Your instructions | Arrange every line of the records below as a Markdown table with the columns "No." and "Entry", numbering the rows in order and leaving out any blank lines.

[Collected data entries]
|---|

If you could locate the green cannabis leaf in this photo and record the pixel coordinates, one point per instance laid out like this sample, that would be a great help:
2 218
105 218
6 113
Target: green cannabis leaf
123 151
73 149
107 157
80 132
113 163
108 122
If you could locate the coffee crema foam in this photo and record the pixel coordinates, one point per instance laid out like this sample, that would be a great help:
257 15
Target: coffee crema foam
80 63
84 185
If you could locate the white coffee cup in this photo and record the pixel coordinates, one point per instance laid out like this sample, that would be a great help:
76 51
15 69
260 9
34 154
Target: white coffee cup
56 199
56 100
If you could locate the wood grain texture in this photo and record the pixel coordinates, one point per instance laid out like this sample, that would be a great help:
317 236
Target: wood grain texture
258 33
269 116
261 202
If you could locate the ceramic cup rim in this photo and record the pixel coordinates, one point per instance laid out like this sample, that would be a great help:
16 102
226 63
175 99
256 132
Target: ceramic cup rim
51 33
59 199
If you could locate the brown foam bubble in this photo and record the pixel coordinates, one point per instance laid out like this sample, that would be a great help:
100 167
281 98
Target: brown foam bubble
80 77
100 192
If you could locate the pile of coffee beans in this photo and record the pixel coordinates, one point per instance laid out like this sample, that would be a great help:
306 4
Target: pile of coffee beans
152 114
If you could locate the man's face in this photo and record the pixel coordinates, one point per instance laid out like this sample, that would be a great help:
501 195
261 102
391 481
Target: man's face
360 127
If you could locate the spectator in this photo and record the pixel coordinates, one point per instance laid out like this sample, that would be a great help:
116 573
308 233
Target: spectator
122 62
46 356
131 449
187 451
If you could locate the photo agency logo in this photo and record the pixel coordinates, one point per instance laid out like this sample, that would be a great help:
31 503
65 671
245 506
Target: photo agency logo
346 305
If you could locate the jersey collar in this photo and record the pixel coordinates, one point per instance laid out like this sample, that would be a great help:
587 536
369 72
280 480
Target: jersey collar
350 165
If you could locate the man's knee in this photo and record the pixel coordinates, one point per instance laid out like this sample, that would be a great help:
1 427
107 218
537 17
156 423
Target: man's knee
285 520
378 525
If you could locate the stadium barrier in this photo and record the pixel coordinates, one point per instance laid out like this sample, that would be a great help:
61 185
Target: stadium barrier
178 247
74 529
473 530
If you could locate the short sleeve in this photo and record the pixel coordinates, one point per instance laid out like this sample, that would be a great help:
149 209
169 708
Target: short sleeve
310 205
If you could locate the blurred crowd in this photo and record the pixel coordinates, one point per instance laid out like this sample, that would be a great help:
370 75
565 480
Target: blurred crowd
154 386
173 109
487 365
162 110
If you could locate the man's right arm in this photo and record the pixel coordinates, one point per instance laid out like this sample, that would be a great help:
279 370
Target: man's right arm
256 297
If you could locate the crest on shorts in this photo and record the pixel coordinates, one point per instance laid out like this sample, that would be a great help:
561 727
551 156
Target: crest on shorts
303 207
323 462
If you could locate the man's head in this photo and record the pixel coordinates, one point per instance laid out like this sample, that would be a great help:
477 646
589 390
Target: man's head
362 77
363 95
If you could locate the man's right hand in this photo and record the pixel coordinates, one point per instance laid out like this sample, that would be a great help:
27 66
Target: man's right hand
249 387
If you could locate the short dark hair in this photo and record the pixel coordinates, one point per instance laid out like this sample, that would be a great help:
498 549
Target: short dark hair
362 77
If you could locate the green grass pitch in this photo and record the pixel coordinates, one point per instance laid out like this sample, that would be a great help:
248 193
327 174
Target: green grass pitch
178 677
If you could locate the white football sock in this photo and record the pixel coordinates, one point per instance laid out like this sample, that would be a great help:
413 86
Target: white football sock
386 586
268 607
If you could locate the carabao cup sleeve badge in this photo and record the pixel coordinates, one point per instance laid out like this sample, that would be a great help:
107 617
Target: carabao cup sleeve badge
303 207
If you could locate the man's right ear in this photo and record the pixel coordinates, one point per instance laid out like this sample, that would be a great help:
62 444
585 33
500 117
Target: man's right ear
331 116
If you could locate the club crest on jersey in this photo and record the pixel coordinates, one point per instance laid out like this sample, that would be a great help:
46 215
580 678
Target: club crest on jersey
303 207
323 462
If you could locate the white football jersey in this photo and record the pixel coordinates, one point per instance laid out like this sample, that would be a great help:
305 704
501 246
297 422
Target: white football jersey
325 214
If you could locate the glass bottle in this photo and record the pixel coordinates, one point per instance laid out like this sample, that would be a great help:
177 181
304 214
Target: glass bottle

|---|

Task solution |
| No. | Entry |
|---|---|
| 1 | If you could locate the green cannabis leaf in this photo and record the pixel coordinates, one point per instance laid out like this sample, that would be a great help: |
| 2 | 2 218 |
| 3 | 105 218 |
| 4 | 6 113 |
| 5 | Target: green cannabis leaf |
| 6 | 123 151 |
| 7 | 73 149 |
| 8 | 107 157 |
| 9 | 80 132 |
| 10 | 113 163 |
| 11 | 108 122 |
| 12 | If you could locate the coffee crema foam in this photo and record the pixel coordinates, one point per instance laid out like this sample, that would be a great help: |
| 13 | 257 15 |
| 14 | Target: coffee crema foam |
| 15 | 80 63 |
| 16 | 84 185 |
| 17 | If you could locate the white coffee cup in this photo and record the pixel coordinates, one point per instance laid out like this sample, that would be a great help: |
| 18 | 76 51 |
| 19 | 15 69 |
| 20 | 260 9 |
| 21 | 34 154 |
| 22 | Target: white coffee cup |
| 23 | 56 199 |
| 24 | 56 100 |
| 25 | If you could locate the wood grain texture in this photo and record the pixel coordinates, one point per instance laid out like this sample, that would be a great help: |
| 26 | 317 236 |
| 27 | Target: wood grain texture |
| 28 | 258 33 |
| 29 | 269 116 |
| 30 | 261 202 |
| 31 | If you could locate the ceramic cup rim in this photo and record the pixel coordinates, one point per instance laid out like this sample, that would be a great help: |
| 32 | 16 102 |
| 33 | 226 63 |
| 34 | 175 99 |
| 35 | 256 132 |
| 36 | Target: ceramic cup rim |
| 37 | 51 33 |
| 38 | 59 199 |
| 39 | If you could locate the brown foam bubble in this photo and record the pixel coordinates, one point per instance laid out like this sample, that would be a great help: |
| 40 | 100 167 |
| 41 | 281 98 |
| 42 | Target: brown foam bubble |
| 43 | 80 77 |
| 44 | 100 192 |
| 45 | If you could locate the pile of coffee beans in this photo and record the pixel coordinates, one point per instance laid out like this sample, that would be a great help: |
| 46 | 306 4 |
| 47 | Target: pile of coffee beans |
| 48 | 152 114 |
| 49 | If you could locate the man's face in this photo and record the pixel coordinates, one point per instance laid out like this sample, that would be a great help: |
| 50 | 501 195 |
| 51 | 261 102 |
| 52 | 391 481 |
| 53 | Target: man's face |
| 54 | 360 127 |
| 55 | If you could locate the spectator in this photo and record the pixel coordinates, one point per instance laid out like this sample, that would be a great help: |
| 56 | 116 573 |
| 57 | 308 233 |
| 58 | Target: spectator |
| 59 | 122 62 |
| 60 | 46 356 |
| 61 | 131 449 |
| 62 | 187 451 |
| 63 | If you could locate the photo agency logo in this photo and record the pixel coordinates, one point per instance laid out like this sample, that would be a great help: |
| 64 | 31 503 |
| 65 | 65 671 |
| 66 | 245 506 |
| 67 | Target: photo agency logo |
| 68 | 346 305 |
| 69 | If you could locate the jersey collar in this photo and record the pixel coordinates, one point per instance laid out like this sample, that would be a great help: |
| 70 | 587 536 |
| 71 | 369 72 |
| 72 | 280 480 |
| 73 | Target: jersey collar |
| 74 | 350 165 |
| 75 | If you could locate the man's knee in this photo and record the pixel coordinates, one point per instance laid out like this sample, that would be a great help: |
| 76 | 1 427 |
| 77 | 107 218 |
| 78 | 537 17 |
| 79 | 156 423 |
| 80 | Target: man's knee |
| 81 | 285 520 |
| 82 | 378 525 |
| 83 | If you could locate the stadium barrier in this photo and record the pixel coordinates, one point per instance laid out like this sample, that would be a great help: |
| 84 | 61 185 |
| 85 | Target: stadium barrier |
| 86 | 178 247 |
| 87 | 74 529 |
| 88 | 473 530 |
| 89 | If you could locate the short sleeve in this photo and record the pixel coordinates, one point per instance laid out like this sample, that would be a great help: |
| 90 | 149 209 |
| 91 | 169 708 |
| 92 | Target: short sleeve |
| 93 | 310 205 |
| 94 | If you could locate the blurred crowd in this photo and record the pixel coordinates, one point per instance laid out like this sample, that would be a great help: |
| 95 | 370 75 |
| 96 | 565 480 |
| 97 | Target: blurred crowd |
| 98 | 154 386 |
| 99 | 173 109 |
| 100 | 487 365 |
| 101 | 162 110 |
| 102 | If you could locate the man's right arm in this photo and record the pixel coordinates, one point per instance laid out like this sample, that would be a great help: |
| 103 | 279 370 |
| 104 | Target: man's right arm |
| 105 | 256 297 |
| 106 | If you could locate the crest on shorts in this photo and record the pixel coordinates, one point per instance laid out like this sample, that would be a great help: |
| 107 | 561 727 |
| 108 | 551 156 |
| 109 | Target: crest on shorts |
| 110 | 303 207 |
| 111 | 323 462 |
| 112 | If you could locate the man's head in this photo and record the pixel coordinates, one point per instance laid out like this sample, that would be a great help: |
| 113 | 477 646 |
| 114 | 589 390 |
| 115 | Target: man's head |
| 116 | 362 77 |
| 117 | 363 95 |
| 118 | If you could locate the man's right hand in this photo and record the pixel coordinates, one point per instance laid out like this sample, that would be a great help: |
| 119 | 27 66 |
| 120 | Target: man's right hand |
| 121 | 249 387 |
| 122 | If you could locate the short dark hair in this photo and record the pixel coordinates, one point per instance laid out like this sample, that would be a great help: |
| 123 | 498 549 |
| 124 | Target: short dark hair |
| 125 | 362 77 |
| 126 | If you could locate the green grass pitch in this photo and record the pixel coordinates, one point per instance laid out like this sample, that would be a great help: |
| 127 | 248 193 |
| 128 | 327 174 |
| 129 | Target: green grass pitch |
| 130 | 178 677 |
| 131 | If you could locate the white football sock in this photo and record the pixel coordinates, one point per instance laid out like this sample, that would be a great help: |
| 132 | 413 86 |
| 133 | Target: white football sock |
| 134 | 386 586 |
| 135 | 268 607 |
| 136 | If you could locate the carabao cup sleeve badge in this photo and record the pixel coordinates, one point per instance laid out like this sample, that would be a great help: |
| 137 | 107 617 |
| 138 | Target: carabao cup sleeve badge |
| 139 | 303 207 |
| 140 | If you could locate the man's right ear in this photo and record the pixel coordinates, one point per instance laid out like this sample, that would be a great help: |
| 141 | 62 444 |
| 142 | 585 33 |
| 143 | 500 117 |
| 144 | Target: man's right ear |
| 145 | 331 116 |
| 146 | If you could locate the club crest on jersey in this photo and record the pixel coordinates, one point per instance laid out like this sample, that would be a great help: |
| 147 | 46 215 |
| 148 | 580 678 |
| 149 | Target: club crest on jersey |
| 150 | 303 207 |
| 151 | 323 462 |
| 152 | If you could locate the white football jersey in this photo and record the pixel coordinates, one point per instance laid out like this sample, that would be a great help: |
| 153 | 305 704 |
| 154 | 501 246 |
| 155 | 297 422 |
| 156 | Target: white football jersey |
| 157 | 325 214 |
| 158 | If you could locate the glass bottle in this photo and record the pixel coordinates, one point per instance laid out like this sample, that would be a great help: |
| 159 | 177 181 |
| 160 | 304 214 |
| 161 | Target: glass bottle |